## Article
- Directed by: P. G. Viswambharan
- Starring: Mammootty Swapna Adoor Bhasi Raj Kumar Jalaja
- Music by: Johnson
- Release date: 28 October 1983;
- Country: India
- Language: Malayalam

= Onnu Chirikku =

Onnu Chirikku is a 1983 Indian Malayalam-language film, directed by P. G. Viswambharan. The film stars Mammootty, Swapna, Adoor Bhasi, Raj Kumar and Jalaja in the lead roles. The film has musical score by Johnson.

## Given records

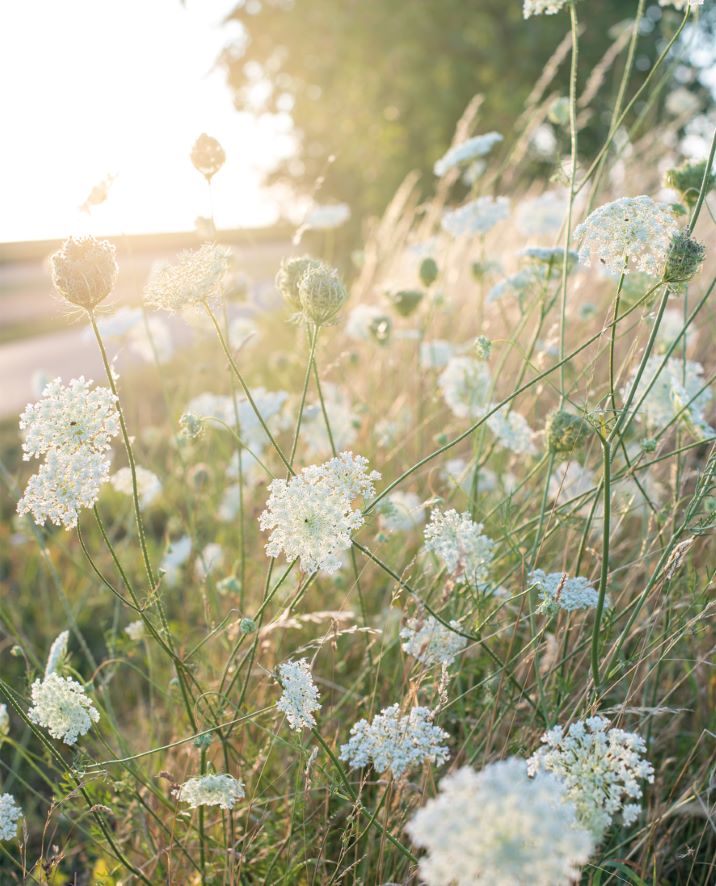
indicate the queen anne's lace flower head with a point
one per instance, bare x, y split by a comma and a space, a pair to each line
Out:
459, 155
68, 418
395, 743
674, 390
499, 826
10, 815
632, 233
458, 541
465, 384
476, 217
557, 590
601, 769
61, 706
543, 7
65, 484
191, 281
300, 694
430, 642
211, 790
311, 516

## Task instructions
a) According to the Onnu Chirikku article, on what date was the film released?
b) Name every actor the Onnu Chirikku article lists as starring in the film.
c) Write the next part of the Onnu Chirikku article, continuing after its last sentence.

## Answers to the exercises
a) 28 October 1983

b) Mammootty, Swapna, Adoor Bhasi, Raj Kumar, Jalaja

c)
==Cast==
- Mammootty as Unnikrishnan
- Swapna as Rohini Menon
- Adoor Bhasi as Krishnan Nair
- Raj Kumar as Raju
- Jalaja as Urmila Menon
- K. P. Ummer as Govindankutty
- Sukumari as Radha
- Sankaradi as Ananthapadmanabhan Iyer
- Nedumudi Venu as Dr. George
- Santhakumari as Rohini's mother
- Vadivukkarasi as Rohini's elder sister
- Kundara Johnny

==Soundtrack==
The music was composed by Johnson with lyrics by Poovachal Khader.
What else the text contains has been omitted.